** start RECORDS **
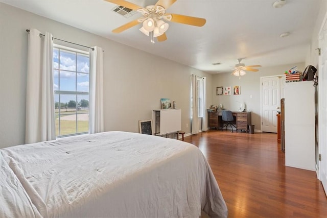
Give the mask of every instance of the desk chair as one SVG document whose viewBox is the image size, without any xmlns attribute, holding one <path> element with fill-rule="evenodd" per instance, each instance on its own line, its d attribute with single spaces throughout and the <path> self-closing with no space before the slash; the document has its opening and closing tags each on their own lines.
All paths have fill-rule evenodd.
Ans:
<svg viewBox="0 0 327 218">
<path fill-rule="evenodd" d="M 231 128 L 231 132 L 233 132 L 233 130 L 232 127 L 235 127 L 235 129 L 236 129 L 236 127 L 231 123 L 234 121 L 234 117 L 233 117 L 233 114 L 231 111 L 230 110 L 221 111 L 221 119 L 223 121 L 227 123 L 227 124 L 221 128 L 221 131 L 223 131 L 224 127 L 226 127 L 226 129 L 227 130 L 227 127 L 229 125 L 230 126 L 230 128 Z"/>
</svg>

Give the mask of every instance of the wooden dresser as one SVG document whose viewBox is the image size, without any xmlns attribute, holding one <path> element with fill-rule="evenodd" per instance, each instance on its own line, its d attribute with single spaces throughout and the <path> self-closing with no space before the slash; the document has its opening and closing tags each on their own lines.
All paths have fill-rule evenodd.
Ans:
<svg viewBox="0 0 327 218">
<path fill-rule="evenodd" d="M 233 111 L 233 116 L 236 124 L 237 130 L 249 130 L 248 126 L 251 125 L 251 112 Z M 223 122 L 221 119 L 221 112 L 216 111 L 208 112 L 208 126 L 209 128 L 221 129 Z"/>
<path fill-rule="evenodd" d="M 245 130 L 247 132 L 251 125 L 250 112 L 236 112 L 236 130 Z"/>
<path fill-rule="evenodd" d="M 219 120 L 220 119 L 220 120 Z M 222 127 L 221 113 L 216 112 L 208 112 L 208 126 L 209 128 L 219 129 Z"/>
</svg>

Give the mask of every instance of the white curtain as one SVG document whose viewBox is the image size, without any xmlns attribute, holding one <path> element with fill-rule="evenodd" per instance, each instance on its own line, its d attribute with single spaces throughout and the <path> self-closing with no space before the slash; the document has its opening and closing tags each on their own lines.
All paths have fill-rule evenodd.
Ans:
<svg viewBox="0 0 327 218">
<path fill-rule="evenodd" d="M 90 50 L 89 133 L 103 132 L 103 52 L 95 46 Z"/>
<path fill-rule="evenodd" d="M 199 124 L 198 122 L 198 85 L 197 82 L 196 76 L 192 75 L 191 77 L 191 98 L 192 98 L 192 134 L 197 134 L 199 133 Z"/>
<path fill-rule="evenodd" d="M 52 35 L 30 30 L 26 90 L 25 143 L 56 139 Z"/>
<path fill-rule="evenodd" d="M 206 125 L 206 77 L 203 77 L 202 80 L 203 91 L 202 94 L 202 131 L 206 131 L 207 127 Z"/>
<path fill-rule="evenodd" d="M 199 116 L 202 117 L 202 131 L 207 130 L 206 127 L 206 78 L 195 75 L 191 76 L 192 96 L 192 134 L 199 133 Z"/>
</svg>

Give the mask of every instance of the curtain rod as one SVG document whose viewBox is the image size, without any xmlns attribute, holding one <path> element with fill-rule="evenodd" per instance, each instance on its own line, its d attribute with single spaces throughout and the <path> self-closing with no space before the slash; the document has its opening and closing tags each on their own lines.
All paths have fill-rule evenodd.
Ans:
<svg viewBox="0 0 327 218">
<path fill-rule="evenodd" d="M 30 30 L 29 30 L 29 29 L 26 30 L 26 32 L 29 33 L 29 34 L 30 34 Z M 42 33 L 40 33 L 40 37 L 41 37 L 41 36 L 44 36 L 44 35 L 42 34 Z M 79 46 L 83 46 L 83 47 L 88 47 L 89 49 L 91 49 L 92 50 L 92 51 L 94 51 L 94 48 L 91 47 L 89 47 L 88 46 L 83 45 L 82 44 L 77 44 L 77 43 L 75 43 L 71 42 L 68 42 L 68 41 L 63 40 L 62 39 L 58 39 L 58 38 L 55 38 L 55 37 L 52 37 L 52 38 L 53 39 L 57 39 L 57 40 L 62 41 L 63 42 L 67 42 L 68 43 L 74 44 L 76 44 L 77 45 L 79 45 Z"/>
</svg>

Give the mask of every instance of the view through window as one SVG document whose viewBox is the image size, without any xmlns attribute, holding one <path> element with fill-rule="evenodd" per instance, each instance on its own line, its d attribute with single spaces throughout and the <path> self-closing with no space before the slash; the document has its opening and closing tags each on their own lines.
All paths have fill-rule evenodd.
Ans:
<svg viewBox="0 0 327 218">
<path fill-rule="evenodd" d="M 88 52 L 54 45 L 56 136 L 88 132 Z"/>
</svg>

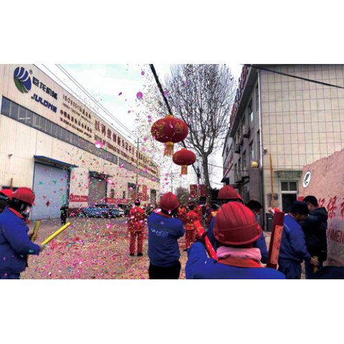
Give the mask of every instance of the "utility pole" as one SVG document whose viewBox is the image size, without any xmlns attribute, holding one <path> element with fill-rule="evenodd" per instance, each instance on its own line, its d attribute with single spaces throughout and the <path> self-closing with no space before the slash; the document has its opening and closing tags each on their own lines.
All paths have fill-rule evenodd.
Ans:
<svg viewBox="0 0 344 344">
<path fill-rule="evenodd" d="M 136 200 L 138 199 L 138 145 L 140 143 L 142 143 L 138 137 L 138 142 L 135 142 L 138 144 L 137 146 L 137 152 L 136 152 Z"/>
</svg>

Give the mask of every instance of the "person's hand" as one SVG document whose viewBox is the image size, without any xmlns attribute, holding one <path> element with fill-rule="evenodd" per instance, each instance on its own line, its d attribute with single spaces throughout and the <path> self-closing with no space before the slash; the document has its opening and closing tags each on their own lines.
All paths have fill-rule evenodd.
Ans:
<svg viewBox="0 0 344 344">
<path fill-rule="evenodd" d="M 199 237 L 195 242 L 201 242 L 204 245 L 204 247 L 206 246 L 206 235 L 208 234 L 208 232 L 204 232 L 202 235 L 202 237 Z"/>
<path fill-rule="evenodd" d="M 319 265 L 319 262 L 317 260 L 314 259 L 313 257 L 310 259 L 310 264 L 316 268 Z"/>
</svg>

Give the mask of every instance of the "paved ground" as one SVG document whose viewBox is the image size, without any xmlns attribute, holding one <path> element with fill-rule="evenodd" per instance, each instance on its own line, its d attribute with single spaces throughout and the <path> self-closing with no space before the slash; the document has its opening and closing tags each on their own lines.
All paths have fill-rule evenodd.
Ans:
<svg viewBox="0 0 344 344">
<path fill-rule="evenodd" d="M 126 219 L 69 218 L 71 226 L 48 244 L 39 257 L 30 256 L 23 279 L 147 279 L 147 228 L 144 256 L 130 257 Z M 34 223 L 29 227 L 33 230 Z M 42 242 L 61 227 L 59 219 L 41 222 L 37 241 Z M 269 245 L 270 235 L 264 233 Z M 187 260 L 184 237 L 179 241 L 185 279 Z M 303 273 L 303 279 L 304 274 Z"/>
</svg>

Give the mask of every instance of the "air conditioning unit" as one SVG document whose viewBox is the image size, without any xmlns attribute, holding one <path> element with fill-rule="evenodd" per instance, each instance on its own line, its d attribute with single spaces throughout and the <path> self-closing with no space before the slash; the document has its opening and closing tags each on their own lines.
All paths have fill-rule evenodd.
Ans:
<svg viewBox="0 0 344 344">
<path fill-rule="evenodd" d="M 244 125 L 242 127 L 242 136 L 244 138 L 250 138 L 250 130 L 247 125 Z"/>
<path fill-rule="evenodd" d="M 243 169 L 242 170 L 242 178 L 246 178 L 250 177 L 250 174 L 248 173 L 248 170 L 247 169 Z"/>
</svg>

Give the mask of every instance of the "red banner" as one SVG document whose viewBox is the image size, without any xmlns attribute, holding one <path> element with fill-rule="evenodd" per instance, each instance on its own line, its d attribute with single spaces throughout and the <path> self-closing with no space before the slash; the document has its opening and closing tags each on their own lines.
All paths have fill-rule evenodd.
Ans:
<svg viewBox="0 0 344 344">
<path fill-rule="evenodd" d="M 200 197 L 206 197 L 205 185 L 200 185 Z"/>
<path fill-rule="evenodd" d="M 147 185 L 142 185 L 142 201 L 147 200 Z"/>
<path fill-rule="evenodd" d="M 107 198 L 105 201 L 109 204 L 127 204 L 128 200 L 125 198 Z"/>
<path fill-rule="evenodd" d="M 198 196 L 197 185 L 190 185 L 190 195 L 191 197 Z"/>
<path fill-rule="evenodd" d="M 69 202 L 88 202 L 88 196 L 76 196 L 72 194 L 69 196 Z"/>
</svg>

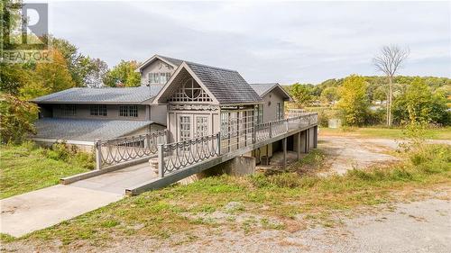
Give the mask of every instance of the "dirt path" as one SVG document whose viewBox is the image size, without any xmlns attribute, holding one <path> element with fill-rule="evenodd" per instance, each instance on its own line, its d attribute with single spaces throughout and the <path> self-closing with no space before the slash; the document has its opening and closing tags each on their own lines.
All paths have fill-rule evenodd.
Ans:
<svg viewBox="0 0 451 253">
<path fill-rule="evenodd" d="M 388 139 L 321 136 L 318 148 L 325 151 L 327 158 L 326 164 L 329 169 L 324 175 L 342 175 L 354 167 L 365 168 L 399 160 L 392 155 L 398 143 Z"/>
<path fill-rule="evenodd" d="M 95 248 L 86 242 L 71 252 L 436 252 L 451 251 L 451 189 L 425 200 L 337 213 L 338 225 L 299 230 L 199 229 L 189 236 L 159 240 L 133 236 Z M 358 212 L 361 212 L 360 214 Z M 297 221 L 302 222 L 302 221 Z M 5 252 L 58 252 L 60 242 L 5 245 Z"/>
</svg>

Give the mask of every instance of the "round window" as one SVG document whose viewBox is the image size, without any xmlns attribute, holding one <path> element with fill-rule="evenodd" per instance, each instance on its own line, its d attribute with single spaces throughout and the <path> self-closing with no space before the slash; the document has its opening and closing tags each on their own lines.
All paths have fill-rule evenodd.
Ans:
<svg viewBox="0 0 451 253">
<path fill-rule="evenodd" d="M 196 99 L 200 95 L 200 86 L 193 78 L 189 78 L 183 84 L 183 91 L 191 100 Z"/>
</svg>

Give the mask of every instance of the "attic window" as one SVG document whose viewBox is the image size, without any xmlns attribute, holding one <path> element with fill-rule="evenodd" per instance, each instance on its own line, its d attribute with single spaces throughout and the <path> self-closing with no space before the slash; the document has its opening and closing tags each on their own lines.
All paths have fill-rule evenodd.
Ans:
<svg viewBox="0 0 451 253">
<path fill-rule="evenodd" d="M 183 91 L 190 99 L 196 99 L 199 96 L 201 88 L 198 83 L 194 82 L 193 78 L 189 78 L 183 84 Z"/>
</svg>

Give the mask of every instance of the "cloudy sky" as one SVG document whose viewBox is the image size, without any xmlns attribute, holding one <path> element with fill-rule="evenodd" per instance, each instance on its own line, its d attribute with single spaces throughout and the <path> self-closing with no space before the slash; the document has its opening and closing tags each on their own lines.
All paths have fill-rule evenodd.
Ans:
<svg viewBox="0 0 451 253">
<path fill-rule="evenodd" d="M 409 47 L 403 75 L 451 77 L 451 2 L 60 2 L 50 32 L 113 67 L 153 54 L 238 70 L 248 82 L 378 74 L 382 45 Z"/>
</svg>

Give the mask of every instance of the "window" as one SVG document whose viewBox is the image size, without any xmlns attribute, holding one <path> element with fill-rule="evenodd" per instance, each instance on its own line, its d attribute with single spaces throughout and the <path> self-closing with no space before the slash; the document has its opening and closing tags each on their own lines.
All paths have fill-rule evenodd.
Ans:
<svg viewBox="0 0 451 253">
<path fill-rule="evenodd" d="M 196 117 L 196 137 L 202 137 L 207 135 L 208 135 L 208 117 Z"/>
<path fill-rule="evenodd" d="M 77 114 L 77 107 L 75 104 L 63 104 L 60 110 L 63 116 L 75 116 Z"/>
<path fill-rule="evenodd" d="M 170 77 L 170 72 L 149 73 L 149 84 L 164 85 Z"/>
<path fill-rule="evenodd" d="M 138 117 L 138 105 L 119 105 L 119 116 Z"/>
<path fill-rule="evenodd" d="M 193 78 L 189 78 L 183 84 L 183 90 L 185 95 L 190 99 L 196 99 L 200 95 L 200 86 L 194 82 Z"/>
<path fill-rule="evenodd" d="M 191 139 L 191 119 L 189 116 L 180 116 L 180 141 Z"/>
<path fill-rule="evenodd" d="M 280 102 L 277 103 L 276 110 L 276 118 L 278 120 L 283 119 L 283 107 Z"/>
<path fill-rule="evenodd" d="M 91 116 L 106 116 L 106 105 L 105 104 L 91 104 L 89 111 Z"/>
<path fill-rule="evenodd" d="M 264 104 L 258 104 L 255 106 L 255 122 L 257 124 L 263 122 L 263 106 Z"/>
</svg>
** end RECORDS **
*TASK PROMPT*
How many lines of the records above contain the string "person"? Reply with the number alone.

*RESULT OF THIS EXERCISE*
1